(Work to be completed)
From the entries below, output the line with "the woman with" and each following line up to and including the line with "of the striped", exactly as written.
Segment Start: Input records
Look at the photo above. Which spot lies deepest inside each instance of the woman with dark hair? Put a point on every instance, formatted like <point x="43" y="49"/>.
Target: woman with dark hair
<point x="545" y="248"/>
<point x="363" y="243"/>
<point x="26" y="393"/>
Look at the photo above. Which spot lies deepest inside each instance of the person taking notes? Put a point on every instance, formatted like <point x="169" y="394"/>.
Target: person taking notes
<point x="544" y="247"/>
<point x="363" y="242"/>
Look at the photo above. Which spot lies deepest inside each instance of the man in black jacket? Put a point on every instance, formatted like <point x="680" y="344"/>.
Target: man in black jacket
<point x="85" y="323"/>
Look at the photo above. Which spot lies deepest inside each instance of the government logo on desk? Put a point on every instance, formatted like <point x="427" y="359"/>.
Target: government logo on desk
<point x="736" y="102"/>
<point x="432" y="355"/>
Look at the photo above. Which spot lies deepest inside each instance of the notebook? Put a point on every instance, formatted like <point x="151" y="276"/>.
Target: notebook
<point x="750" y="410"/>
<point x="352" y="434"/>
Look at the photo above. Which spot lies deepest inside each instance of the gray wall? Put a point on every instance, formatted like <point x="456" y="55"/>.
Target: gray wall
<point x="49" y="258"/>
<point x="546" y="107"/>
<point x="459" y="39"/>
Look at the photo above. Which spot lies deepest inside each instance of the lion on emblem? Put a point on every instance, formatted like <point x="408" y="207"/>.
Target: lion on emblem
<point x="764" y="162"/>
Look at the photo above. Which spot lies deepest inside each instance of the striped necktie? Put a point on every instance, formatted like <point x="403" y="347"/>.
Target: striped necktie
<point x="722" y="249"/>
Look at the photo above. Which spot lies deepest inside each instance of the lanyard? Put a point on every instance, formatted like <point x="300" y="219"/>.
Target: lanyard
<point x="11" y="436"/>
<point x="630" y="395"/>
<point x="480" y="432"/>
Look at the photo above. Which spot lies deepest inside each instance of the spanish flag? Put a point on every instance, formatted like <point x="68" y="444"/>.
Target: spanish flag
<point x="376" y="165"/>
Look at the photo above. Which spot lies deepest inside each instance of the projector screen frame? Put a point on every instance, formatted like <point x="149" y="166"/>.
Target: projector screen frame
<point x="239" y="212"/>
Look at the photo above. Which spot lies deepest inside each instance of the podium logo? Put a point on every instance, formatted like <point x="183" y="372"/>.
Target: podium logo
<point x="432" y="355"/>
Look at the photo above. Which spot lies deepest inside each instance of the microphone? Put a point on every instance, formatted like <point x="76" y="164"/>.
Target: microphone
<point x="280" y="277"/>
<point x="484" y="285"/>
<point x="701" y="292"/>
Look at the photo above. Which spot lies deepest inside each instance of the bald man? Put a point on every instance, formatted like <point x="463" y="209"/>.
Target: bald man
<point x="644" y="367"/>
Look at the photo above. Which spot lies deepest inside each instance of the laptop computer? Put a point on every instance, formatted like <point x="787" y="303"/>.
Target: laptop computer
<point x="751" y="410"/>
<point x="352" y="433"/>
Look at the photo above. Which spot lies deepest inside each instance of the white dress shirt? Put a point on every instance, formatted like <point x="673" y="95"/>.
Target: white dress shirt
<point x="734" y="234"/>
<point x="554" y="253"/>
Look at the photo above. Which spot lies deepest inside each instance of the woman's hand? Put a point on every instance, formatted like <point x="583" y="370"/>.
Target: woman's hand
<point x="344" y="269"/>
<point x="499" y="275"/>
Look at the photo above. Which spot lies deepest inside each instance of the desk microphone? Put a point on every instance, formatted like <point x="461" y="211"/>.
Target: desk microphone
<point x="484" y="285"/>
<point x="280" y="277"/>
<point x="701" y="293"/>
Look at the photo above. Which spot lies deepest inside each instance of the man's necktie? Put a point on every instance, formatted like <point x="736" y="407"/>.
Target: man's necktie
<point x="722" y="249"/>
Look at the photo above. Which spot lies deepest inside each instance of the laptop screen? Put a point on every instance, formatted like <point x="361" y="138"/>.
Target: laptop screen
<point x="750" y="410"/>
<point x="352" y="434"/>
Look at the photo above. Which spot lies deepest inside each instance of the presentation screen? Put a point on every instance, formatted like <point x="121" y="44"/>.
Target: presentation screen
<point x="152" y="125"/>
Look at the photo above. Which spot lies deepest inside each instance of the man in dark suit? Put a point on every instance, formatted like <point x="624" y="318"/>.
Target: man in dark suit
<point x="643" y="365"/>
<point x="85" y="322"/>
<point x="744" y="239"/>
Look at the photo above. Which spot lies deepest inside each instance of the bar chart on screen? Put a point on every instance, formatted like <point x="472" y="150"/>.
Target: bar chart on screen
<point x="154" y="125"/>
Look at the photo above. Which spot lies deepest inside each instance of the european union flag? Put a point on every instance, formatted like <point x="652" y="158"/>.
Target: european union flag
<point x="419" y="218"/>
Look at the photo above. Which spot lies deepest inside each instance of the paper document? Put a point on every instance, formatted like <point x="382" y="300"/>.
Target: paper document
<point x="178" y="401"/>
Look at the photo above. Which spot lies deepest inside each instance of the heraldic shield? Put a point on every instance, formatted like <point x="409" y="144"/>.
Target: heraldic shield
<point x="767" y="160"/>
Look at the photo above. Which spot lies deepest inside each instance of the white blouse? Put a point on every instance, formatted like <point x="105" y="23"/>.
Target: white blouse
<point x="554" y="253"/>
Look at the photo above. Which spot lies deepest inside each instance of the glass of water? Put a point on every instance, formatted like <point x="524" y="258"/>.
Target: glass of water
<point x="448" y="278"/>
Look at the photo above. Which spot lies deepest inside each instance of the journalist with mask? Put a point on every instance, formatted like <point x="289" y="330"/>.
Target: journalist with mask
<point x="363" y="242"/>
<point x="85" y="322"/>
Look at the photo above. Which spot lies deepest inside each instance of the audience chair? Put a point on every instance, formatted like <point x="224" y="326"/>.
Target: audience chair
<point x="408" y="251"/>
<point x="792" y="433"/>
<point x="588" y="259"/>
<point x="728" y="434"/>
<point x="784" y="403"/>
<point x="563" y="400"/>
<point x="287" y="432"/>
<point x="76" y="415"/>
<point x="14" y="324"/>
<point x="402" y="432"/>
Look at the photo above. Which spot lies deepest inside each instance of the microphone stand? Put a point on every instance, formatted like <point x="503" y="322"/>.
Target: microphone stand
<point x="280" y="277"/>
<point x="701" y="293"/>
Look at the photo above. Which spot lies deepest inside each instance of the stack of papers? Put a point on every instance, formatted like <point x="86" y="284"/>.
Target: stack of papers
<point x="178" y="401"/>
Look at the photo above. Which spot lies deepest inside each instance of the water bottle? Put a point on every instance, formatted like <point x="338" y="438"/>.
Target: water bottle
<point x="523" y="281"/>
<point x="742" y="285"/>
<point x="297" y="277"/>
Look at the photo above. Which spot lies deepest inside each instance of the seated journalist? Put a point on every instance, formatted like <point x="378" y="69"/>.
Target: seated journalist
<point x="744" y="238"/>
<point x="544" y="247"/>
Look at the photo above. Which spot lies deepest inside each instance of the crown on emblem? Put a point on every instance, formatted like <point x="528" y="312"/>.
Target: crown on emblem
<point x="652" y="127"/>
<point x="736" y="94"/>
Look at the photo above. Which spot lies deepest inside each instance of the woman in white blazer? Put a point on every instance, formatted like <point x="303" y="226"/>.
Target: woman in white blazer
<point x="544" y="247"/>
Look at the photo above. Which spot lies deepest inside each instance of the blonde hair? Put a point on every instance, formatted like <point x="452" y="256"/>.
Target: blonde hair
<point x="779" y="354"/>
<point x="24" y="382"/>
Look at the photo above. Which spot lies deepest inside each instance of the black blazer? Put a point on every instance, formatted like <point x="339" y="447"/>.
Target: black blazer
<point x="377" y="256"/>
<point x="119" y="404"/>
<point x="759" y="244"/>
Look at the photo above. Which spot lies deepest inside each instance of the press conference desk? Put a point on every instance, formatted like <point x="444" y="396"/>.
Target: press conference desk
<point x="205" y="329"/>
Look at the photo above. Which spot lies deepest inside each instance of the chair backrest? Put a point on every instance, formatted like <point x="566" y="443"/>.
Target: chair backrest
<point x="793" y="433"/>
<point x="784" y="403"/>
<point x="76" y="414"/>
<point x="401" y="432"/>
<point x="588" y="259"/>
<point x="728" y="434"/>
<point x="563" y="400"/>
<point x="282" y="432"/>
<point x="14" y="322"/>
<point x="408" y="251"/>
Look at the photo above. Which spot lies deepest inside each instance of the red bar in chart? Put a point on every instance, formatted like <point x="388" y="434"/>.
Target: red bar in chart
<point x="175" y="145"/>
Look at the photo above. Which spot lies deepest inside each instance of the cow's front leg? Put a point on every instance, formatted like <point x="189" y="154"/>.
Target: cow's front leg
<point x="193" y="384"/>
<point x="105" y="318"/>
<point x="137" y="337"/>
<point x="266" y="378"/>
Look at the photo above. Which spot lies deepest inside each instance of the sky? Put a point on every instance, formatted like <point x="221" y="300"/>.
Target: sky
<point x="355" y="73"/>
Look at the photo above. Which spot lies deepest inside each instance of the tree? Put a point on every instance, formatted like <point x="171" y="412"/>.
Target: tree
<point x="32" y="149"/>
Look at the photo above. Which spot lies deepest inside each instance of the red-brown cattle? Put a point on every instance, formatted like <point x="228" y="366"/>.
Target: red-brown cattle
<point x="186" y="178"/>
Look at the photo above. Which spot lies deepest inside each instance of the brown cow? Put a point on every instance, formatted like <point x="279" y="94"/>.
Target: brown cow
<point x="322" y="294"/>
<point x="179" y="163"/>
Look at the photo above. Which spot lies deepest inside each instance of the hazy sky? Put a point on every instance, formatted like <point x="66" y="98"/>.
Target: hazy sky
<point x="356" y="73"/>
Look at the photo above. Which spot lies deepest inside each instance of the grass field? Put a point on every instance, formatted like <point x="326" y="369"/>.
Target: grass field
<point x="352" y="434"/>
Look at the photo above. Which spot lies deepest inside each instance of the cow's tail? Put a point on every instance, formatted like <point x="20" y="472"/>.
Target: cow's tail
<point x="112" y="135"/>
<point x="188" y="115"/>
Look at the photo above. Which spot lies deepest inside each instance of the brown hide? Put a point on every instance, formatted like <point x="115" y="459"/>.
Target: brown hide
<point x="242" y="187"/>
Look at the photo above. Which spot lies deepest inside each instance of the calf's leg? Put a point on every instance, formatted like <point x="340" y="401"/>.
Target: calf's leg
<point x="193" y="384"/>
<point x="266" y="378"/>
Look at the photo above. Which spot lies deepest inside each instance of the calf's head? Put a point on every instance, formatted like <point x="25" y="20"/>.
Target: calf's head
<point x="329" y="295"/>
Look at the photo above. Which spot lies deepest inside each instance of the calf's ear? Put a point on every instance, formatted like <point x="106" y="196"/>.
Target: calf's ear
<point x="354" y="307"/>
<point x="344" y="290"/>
Segment End: Input records
Segment Start: Input records
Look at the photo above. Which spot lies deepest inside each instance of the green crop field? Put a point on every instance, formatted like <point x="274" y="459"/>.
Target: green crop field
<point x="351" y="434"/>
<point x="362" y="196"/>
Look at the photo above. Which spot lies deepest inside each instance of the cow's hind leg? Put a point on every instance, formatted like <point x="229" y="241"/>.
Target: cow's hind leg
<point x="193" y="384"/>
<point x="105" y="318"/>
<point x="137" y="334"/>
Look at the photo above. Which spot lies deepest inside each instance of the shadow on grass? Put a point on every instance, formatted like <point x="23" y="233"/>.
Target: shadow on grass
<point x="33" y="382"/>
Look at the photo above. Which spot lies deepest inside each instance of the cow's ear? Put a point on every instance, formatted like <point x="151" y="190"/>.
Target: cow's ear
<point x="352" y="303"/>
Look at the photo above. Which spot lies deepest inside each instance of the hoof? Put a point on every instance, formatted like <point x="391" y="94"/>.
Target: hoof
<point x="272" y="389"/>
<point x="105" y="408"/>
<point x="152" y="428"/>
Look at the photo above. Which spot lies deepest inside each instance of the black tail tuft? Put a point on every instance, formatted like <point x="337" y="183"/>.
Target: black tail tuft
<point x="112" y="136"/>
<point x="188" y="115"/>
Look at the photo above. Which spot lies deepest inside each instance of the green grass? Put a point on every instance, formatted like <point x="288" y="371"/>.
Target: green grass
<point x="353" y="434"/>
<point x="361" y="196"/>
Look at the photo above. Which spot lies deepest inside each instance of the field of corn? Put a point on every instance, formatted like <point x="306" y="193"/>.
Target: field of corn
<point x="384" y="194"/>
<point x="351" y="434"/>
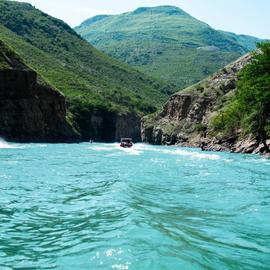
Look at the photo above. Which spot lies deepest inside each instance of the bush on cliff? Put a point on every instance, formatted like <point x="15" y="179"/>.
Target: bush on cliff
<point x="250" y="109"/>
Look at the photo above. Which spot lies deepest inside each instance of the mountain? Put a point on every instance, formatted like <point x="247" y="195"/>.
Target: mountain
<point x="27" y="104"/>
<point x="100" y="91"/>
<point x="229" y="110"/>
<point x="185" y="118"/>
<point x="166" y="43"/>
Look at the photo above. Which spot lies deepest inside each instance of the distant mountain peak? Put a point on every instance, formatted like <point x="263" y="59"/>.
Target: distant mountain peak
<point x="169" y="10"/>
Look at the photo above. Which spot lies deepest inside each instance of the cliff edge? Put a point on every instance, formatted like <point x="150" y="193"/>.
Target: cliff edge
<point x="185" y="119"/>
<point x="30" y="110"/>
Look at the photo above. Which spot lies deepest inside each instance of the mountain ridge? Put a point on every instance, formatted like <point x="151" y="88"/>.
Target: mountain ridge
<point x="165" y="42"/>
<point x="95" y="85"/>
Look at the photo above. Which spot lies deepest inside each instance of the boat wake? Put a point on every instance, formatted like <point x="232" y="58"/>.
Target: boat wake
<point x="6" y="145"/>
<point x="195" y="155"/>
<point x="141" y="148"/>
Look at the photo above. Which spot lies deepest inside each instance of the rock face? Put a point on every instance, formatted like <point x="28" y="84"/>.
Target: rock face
Segment End: Input records
(Result for this task)
Look at the photo above. Which spot lies deepest inside each instance of the woman with dark hair? Put a point on every instance, formatted like <point x="43" y="49"/>.
Target: woman with dark hair
<point x="545" y="248"/>
<point x="363" y="243"/>
<point x="26" y="393"/>
Look at the photo above. Which spot lies deepest inside each instance of the person taking notes? Put a point on every instance, formatted like <point x="169" y="394"/>.
Target: person taking notes
<point x="544" y="247"/>
<point x="363" y="242"/>
Look at the photo above. Which spot lies deepest inside each instance of the man in black jacket? Put a point on every instance, formatted like <point x="680" y="344"/>.
Target: man in black jacket
<point x="85" y="323"/>
Look at the photo above. Which spot lies deepest inside each instance of the government logo on desk? Put a point on every instance, formatted like <point x="427" y="359"/>.
Target: government logo on desk
<point x="736" y="102"/>
<point x="432" y="355"/>
Look at the photo above. Which spot lies deepest inside each instance of the notebook? Put a point on every instance, formatted like <point x="151" y="276"/>.
Target: notebook
<point x="750" y="410"/>
<point x="352" y="434"/>
Look at the photo above. Which spot lies deepest inside each instance of the gray wall? Put a point on every instance, formatted like <point x="456" y="55"/>.
Target: gray wall
<point x="49" y="258"/>
<point x="546" y="107"/>
<point x="459" y="39"/>
Look at the photo above. Which spot lies deepest inside each instance of the lion on emblem? Put a point on every instance, formatted like <point x="408" y="207"/>.
Target: lion on emblem
<point x="764" y="162"/>
Look at the photo above. Which spot lies deepest inside each instance of the striped necktie? Put a point on every instance, formatted like <point x="403" y="347"/>.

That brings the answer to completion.